__WRITTEN INSTRUCTION__. Convert everything from the start of the lines below down to the line containing "0,92,640,420", both included, into a numbered list, omitting blank lines and leaving the pictures out.

=======

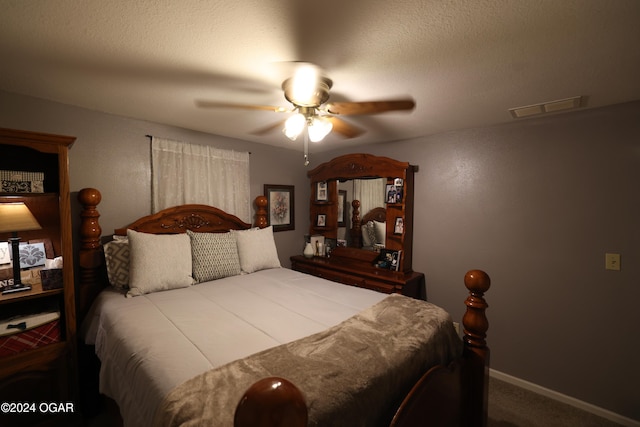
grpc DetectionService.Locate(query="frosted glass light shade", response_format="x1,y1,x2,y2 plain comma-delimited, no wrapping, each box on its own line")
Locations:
308,117,333,142
283,114,306,141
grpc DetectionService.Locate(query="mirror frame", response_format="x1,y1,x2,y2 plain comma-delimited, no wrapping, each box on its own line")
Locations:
307,153,418,272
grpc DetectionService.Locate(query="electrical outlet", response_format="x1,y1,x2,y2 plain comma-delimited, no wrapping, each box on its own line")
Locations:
604,254,620,271
453,322,461,335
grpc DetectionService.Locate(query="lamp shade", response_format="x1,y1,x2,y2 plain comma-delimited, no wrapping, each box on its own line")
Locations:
0,202,42,233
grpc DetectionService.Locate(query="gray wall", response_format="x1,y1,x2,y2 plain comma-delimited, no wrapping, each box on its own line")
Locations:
314,102,640,420
0,92,640,420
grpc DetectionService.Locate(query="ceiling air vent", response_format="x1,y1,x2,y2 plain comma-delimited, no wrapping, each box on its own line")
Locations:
509,96,583,119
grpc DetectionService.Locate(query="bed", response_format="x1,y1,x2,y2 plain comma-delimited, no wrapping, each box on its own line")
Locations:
78,189,489,427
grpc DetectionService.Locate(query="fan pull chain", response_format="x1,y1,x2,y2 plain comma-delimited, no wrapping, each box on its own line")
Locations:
302,132,309,166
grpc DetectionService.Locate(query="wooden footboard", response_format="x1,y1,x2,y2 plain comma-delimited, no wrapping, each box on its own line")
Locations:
77,188,490,427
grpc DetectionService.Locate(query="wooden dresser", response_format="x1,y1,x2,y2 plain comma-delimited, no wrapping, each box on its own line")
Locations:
291,248,426,300
291,153,426,300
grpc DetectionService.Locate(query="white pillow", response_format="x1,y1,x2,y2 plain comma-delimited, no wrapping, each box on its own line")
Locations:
187,230,242,283
127,230,193,297
233,226,281,273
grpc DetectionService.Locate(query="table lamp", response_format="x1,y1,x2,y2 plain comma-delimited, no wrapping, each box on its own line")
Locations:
0,202,42,295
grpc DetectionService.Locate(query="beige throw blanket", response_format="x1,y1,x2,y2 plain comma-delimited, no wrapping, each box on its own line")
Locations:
154,295,461,427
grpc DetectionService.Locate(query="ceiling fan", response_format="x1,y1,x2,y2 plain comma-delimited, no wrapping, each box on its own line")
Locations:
196,62,415,164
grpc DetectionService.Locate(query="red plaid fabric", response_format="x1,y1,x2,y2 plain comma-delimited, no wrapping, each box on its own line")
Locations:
0,319,60,357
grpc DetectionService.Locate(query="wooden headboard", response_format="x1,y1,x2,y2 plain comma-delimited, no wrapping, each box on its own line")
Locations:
360,208,387,225
349,204,387,248
77,188,267,321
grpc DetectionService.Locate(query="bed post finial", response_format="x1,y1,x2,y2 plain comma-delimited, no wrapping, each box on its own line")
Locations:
351,199,362,248
77,188,104,321
255,196,267,228
78,188,102,249
233,377,309,427
462,270,491,427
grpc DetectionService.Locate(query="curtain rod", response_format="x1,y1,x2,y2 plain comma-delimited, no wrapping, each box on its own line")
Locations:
145,134,251,154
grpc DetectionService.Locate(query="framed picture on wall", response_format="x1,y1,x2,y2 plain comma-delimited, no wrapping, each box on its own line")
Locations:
338,190,347,227
264,184,296,231
316,181,329,202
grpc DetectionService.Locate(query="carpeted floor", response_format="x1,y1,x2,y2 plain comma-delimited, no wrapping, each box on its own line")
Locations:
488,378,620,427
87,378,632,427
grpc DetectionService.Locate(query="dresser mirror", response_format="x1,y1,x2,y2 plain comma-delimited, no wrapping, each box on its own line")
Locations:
308,154,417,272
338,178,387,250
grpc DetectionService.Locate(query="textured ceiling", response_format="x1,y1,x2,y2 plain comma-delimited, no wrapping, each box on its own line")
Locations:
0,0,640,151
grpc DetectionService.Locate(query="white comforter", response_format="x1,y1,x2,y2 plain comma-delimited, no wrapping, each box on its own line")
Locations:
83,268,386,426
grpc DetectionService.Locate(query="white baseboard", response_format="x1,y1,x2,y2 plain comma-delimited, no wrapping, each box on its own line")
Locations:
489,368,640,427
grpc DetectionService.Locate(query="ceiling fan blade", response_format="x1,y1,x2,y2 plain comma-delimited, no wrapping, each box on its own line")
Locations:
196,101,291,113
324,99,416,116
323,116,364,138
251,120,285,135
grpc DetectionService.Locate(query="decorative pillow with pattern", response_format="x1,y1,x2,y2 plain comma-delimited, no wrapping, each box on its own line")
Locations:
103,239,130,290
127,230,193,297
232,226,281,273
187,230,242,283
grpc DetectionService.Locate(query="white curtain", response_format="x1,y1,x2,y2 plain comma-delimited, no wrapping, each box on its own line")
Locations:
151,137,251,223
353,178,387,218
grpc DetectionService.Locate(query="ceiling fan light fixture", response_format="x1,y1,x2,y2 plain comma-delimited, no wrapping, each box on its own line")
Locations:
282,113,307,141
282,64,333,107
307,117,333,142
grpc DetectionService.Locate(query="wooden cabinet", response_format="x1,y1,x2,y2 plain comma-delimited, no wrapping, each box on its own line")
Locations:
0,129,80,426
291,248,426,299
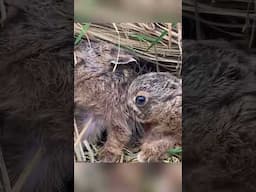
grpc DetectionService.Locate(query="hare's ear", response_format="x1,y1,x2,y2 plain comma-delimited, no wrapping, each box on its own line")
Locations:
111,55,137,65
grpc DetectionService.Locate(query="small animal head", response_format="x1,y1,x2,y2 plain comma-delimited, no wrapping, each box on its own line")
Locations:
127,72,182,123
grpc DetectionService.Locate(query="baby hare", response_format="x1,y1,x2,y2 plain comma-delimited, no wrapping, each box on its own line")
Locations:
127,72,182,162
74,42,136,162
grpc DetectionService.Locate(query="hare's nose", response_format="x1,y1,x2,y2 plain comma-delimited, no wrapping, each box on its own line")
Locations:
174,88,182,97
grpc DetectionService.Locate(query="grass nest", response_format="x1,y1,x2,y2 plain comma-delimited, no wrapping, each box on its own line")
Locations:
74,23,182,163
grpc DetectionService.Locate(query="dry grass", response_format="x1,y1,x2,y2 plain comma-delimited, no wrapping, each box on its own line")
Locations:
74,23,182,76
74,23,182,163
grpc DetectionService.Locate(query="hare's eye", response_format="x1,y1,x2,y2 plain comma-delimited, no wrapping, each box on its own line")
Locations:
135,95,147,106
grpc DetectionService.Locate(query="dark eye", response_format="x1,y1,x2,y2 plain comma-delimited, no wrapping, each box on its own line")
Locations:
135,95,146,106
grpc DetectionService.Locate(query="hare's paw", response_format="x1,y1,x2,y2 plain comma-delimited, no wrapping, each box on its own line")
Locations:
137,148,163,162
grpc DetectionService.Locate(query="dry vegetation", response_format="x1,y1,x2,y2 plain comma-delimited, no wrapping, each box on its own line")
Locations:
74,23,182,163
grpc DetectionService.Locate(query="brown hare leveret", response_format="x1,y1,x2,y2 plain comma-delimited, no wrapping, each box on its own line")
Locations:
74,42,136,162
128,72,182,162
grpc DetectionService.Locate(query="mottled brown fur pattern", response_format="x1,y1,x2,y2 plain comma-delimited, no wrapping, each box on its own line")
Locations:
74,41,138,162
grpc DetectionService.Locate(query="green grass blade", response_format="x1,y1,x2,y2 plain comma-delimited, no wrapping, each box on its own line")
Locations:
75,23,90,45
129,34,156,43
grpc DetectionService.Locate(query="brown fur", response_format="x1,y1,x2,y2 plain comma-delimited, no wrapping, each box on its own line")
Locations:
74,42,138,162
128,72,182,161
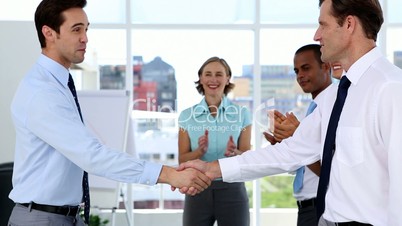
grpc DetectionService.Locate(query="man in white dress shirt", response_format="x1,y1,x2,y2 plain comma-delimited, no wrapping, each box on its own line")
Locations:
181,0,402,226
264,44,332,226
8,0,211,226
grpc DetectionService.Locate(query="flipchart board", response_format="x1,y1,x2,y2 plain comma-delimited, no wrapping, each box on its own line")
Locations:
77,90,133,189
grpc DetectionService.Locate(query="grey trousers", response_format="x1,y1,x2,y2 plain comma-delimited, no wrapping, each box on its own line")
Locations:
8,204,85,226
183,181,250,226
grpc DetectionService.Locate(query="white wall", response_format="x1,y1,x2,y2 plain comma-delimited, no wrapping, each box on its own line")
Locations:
0,21,41,163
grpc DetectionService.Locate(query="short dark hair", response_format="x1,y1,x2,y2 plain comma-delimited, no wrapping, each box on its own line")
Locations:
35,0,87,48
194,57,235,96
295,44,324,64
319,0,384,41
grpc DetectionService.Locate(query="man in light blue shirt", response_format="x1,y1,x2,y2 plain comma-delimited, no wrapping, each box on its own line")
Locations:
9,0,210,225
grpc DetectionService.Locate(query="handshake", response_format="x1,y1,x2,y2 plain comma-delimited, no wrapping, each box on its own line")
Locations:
162,159,221,195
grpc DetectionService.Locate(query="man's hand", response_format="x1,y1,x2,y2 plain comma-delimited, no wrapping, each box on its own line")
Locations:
273,110,299,142
158,166,211,195
262,132,278,145
197,130,208,155
224,136,242,157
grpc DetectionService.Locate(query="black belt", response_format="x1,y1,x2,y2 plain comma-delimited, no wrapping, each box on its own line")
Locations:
335,221,372,226
20,202,80,216
297,198,316,208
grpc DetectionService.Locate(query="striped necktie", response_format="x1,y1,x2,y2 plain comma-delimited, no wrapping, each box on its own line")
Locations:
68,74,90,224
317,76,350,220
293,101,317,193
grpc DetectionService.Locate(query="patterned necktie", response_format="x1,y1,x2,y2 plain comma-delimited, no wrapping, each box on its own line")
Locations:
68,74,90,224
317,76,350,220
293,101,317,193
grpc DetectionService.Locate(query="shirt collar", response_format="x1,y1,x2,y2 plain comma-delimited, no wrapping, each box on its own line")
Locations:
38,54,70,88
342,47,382,85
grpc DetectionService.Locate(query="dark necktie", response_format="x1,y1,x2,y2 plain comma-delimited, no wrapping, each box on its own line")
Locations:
293,101,317,193
68,74,90,224
317,76,350,219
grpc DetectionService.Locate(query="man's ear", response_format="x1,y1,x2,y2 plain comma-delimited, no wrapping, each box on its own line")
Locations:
345,15,357,32
42,25,56,41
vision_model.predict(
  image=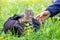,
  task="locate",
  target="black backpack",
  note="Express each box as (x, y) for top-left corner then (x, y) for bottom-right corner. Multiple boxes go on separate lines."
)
(4, 15), (40, 36)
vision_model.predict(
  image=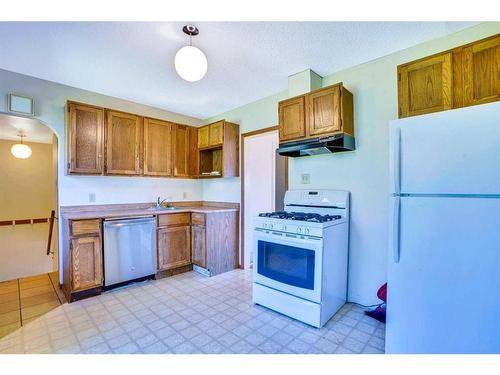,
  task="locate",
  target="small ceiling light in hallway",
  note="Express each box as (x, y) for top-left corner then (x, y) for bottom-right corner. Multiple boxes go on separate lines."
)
(175, 25), (208, 82)
(10, 132), (32, 159)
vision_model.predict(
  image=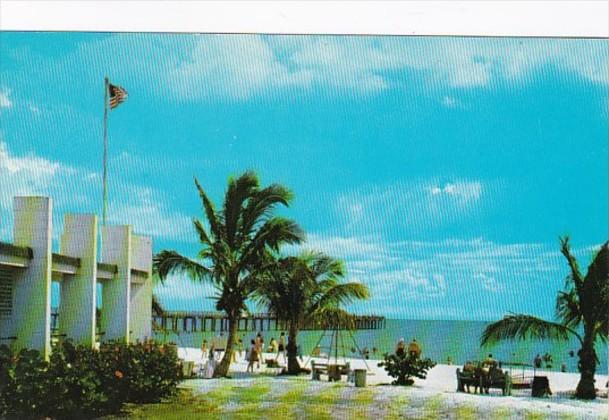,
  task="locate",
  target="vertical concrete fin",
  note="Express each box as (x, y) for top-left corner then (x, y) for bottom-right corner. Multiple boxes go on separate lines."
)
(101, 226), (131, 342)
(59, 214), (97, 346)
(130, 235), (153, 340)
(12, 197), (53, 358)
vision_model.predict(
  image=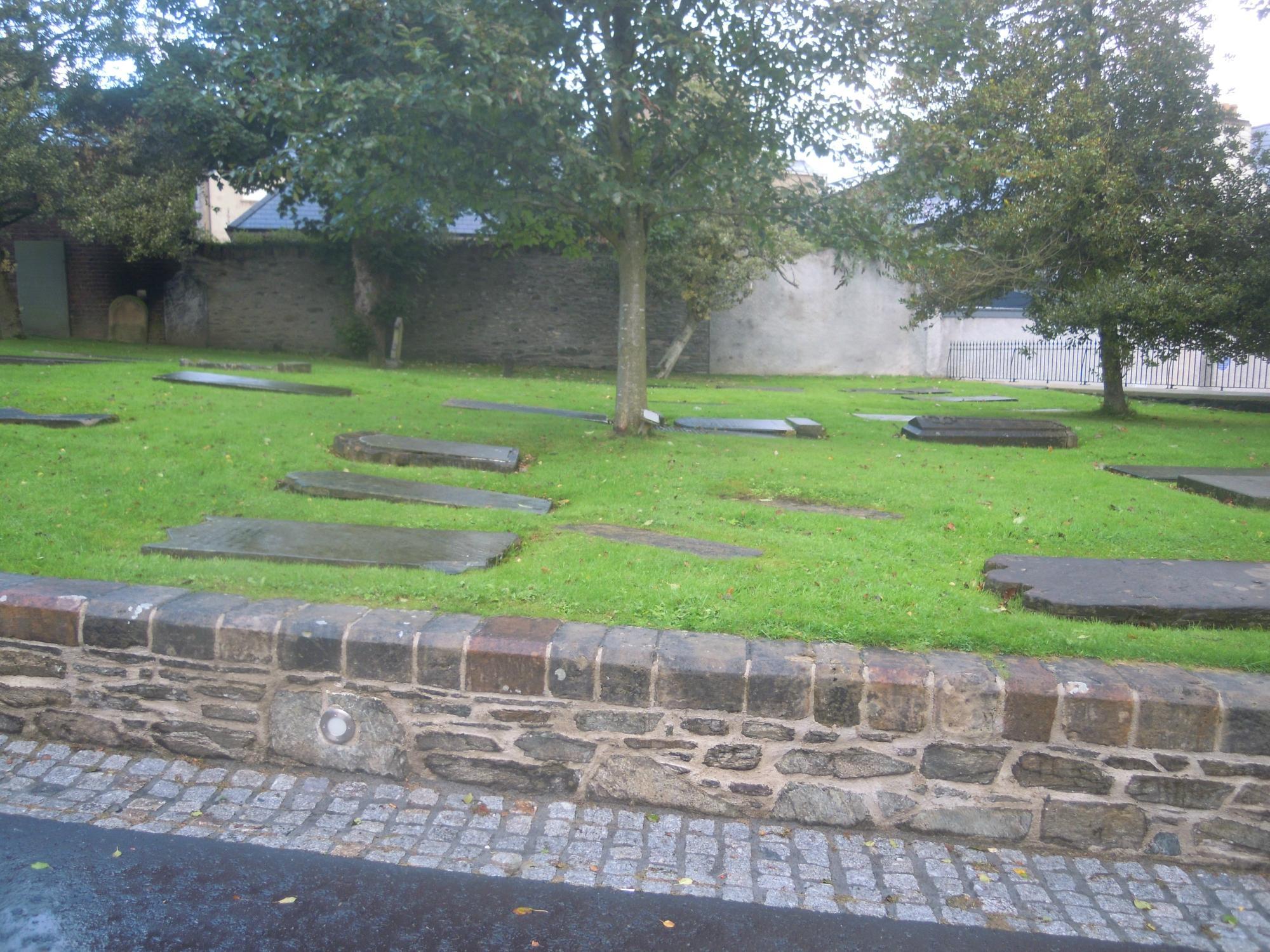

=======

__RESPONSE FOR THIS EXERCISE__.
1. grpc DetectionService.Locate(query="frosted glass light shade", response_format="x1,y1,x2,y2 plain comma-delimited, no wrapping, each box on its own line")
2. Locations:
3. 308,117,333,142
4. 283,114,306,141
5. grpc DetectionService.Locate(query="mirror frame", response_format="x1,y1,x2,y2 plain comma-delimited, no wrapping, each box on its own line")
6. Locations:
7. 307,153,418,272
8. grpc DetectionService.Locate(query="electrical outlet", response_format="x1,y1,x2,y2 plain comma-delimited, no wrapping, each box on its own line")
9. Locations:
10. 604,254,620,271
11. 453,322,461,335
12. grpc DetectionService.Locate(query="lamp shade", response_format="x1,y1,x2,y2 plain comma-delimited, no wrapping, each box on its own line")
13. Locations:
14. 0,202,42,233
15. grpc DetectionService.Locate(query="gray wall", response_format="x1,y1,x2,y2 plain comma-delimited, no wrapping, each box on its own line")
16. Locations:
17. 314,102,640,420
18. 0,92,640,420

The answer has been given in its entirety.